*** EXTRACT

Usually, I need to time reflect and to digest a new place before I can write about it. That may take a day, a week, sometimes too long and I have moved on, literally and figuratively. But today is different. Today seems like the beginning of a great new love affair and without having any proof or insurance that it will be just that, I want to throw caution overboard and shout it into the world. Today I met Malaysia.
It starts on the plane, back in coach when I am sitting next to a Malaysian couple and their three-year-old son. The son is only sort of well-behaved, but cute enough to get away with quite a bit and the mother is attentive, even apologetic when it becomes too much. Both parents are fasting and I don’t envy them, munching cookies and anything edible the flight attendant puts in front of me. Iftar is announced with congratulations by the captain and a special meal is given to the Muslim passengers. My neighbor explains her meal to me and wishes me, the infidel who has been drinking like a camel for the past five hours, happy Iftar. With that, I already think Malaysians to be wonderful.

******
*** RECORDED DATA

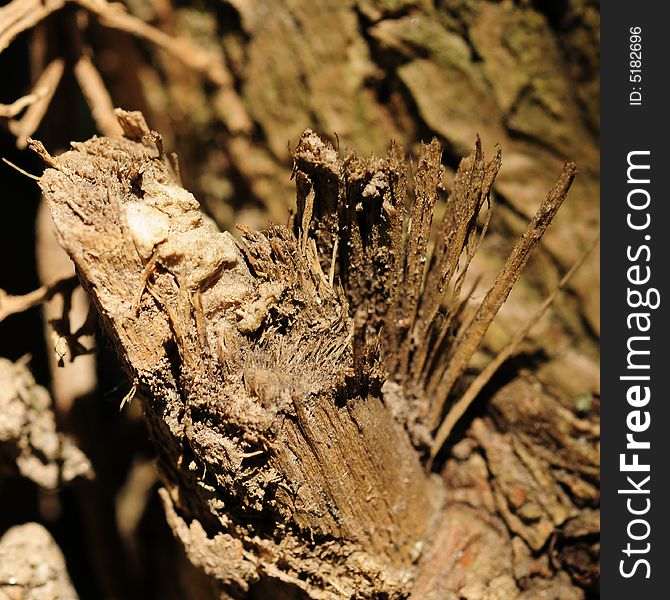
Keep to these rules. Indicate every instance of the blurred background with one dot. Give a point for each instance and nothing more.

******

AIM:
Copy the part of the Malaysia travel piece above word for word, starting with "Usually, I need" and going on through "I met Malaysia.".

SOLUTION FOR THIS TASK:
Usually, I need to time reflect and to digest a new place before I can write about it. That may take a day, a week, sometimes too long and I have moved on, literally and figuratively. But today is different. Today seems like the beginning of a great new love affair and without having any proof or insurance that it will be just that, I want to throw caution overboard and shout it into the world. Today I met Malaysia.